=== EXERCISE MATERIALS ===
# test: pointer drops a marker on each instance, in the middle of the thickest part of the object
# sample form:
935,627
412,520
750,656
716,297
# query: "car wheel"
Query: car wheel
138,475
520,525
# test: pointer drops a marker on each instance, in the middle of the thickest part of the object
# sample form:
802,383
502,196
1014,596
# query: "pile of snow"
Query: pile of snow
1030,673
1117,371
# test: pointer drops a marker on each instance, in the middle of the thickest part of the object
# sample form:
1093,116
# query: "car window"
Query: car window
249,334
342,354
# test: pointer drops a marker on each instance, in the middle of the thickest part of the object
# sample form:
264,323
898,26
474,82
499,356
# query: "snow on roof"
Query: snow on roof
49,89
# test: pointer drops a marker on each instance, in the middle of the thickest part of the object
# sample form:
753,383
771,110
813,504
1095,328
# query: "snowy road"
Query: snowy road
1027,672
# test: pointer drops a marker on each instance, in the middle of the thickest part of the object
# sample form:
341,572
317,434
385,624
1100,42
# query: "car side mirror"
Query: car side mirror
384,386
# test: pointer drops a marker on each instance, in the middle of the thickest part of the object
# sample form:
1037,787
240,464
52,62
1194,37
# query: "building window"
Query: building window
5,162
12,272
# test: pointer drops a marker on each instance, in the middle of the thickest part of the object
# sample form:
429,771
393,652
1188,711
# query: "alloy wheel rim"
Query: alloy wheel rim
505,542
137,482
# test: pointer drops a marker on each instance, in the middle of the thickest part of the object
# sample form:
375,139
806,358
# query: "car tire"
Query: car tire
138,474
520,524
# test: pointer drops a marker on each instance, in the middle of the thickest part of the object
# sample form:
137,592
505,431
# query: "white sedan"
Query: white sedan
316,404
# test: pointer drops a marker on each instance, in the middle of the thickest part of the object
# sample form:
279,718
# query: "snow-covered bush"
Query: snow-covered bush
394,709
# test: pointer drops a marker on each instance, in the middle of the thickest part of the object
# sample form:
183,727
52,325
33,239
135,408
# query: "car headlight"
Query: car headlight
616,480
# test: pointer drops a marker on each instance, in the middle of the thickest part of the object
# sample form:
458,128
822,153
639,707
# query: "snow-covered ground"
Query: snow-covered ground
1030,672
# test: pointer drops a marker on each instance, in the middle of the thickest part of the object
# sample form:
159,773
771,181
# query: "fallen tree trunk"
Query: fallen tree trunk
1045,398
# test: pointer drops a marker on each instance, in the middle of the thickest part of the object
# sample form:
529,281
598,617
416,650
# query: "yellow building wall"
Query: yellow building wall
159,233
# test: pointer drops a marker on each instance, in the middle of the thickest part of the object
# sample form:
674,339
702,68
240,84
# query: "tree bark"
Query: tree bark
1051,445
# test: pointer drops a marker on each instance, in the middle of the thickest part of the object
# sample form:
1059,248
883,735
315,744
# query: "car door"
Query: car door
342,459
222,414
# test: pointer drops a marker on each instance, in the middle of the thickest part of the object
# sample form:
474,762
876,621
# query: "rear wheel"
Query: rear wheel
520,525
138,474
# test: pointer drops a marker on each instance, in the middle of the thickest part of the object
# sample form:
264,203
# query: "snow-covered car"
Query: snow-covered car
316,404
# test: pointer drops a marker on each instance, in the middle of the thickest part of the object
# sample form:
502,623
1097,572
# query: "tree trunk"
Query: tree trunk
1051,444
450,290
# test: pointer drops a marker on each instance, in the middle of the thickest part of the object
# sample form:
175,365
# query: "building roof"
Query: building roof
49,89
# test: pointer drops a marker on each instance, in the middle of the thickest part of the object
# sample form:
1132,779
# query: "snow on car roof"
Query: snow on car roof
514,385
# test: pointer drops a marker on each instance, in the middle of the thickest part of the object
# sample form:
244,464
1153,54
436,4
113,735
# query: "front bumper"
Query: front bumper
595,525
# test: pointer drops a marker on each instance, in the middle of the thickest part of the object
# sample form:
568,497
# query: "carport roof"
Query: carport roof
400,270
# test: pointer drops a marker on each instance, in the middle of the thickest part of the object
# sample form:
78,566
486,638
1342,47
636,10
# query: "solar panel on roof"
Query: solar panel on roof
===
Output every line above without altering anything.

# test: pointer drops a marker on each instance, in the middle of the thickest part of the object
# sample form:
935,627
412,520
750,656
716,297
# query: "car wheel"
Query: car wheel
138,475
520,525
# test: pointer drops a marker on each instance, in the middle of the thickest part of the object
# sample form:
802,383
502,196
1014,596
# query: "pile of snow"
Query: pile of snow
1030,673
1117,371
# test: pointer drops a marker on each instance, in the middle of the thickest part of the object
# sample form:
1093,116
# query: "car window"
Query: car window
249,334
342,354
# test: pointer drops a marker on each instance, in the middle of the thickest part of the object
# sample form:
264,323
898,26
474,82
499,356
# query: "snow on roof"
Query: snow on roof
49,89
# test: pointer drops a marker on each instance, in the middle of the thickest part of the object
# sample form:
753,383
771,110
813,504
1095,328
# query: "snowy road"
Query: snowy road
1027,672
# test: pointer drops a marker on each instance, in the middle of the thickest part of the object
# sample form:
341,572
317,434
385,624
1100,42
# query: "car side mirror"
Query: car side mirror
384,386
# test: pointer drops a marker on each instance, in the middle of the thickest part of the object
# sample form:
1037,787
240,464
52,62
1194,37
# query: "building window"
Query: building window
5,162
12,272
# test: pointer drops a marker on each instance, in the middle of the thickest part of the object
# sample form:
429,771
393,652
1188,711
# query: "alloy wheel rim"
Query: alloy wheel rim
505,542
137,482
# test: pointer drops a marker on each instance, in the middle of the thickest part of the object
# sample form:
375,139
806,358
# query: "car tire"
Query: car tire
138,474
520,524
# test: pointer drops a marker on each instance, in the middle of the thickest part of the object
# sample form:
137,592
505,431
# query: "white sedan"
Query: white sedan
316,404
# test: pointer drops a marker on each instance, in the middle of the thickest part of the object
# sample form:
279,718
# query: "snow-covered bush"
Query: snow-covered bush
394,709
# test: pointer drops a marker on each instance, in the middle of the thickest part of the object
# sample form:
183,727
52,325
33,239
135,408
# query: "car headlight"
Query: car headlight
616,480
# test: pointer drops a marker on each instance, in the middle of the thickest part of the object
# sample form:
458,128
822,153
639,707
# query: "snow-covered ground"
Query: snow-covered ground
1030,672
# test: pointer drops a marker on each instance, in the middle of the thickest part of the object
# sample form:
159,773
771,181
# query: "fallen tree trunk"
Query: fallen tree trunk
1045,398
# test: pointer drops a marker on each instance, in the middle of the thickest part of the object
# sample form:
529,281
598,617
416,650
# query: "yellow building wall"
Query: yellow building wall
159,233
# test: pointer drops a marker on each instance, in the middle of the thickest part of the object
# sample form:
674,339
702,68
240,84
# query: "tree bark"
Query: tree bark
1051,445
# test: pointer drops a marker on each instance, in the middle of the thickest part of the object
# sample form:
1059,248
883,735
315,744
# query: "car door"
Query: car door
342,459
222,414
# test: pointer drops a marker on each instance, in the middle of the thickest part of the object
# sample form:
474,762
876,621
# query: "rear wheel"
Query: rear wheel
520,525
138,474
# test: pointer drops a marker on each instance, in the middle of the thickest part of the object
# sample form:
264,203
# query: "snow-covered car"
Query: snow-covered car
316,404
# test: pointer drops a marker on each instance, in the middle of the thickest part of the object
# sample form:
502,623
1097,572
# query: "tree trunk"
Query: tree trunk
1051,444
450,290
# test: pointer drops a marker on each instance, in the middle of the thickest part of the object
# sample form:
175,365
# query: "building roof"
Query: building roof
49,89
# test: pointer drops a marker on each instance, in the middle of the thickest part of the object
# sample form:
1132,779
# query: "snow on car roof"
Query: snow on car roof
514,385
# test: pointer drops a marker on each instance, in the middle of the thickest part of the object
# sample form:
244,464
1153,54
436,4
113,735
# query: "front bumper"
Query: front bumper
595,525
# test: pointer drops a marker on each instance, in the middle of the thickest part of the object
# sample form:
568,497
# query: "carport roof"
Query: carport roof
400,270
# test: pointer drops a marker on each instance, in the middle of the thickest part of the object
# sample form:
78,566
486,638
1342,47
636,10
# query: "solar panel on roof"
Query: solar panel on roof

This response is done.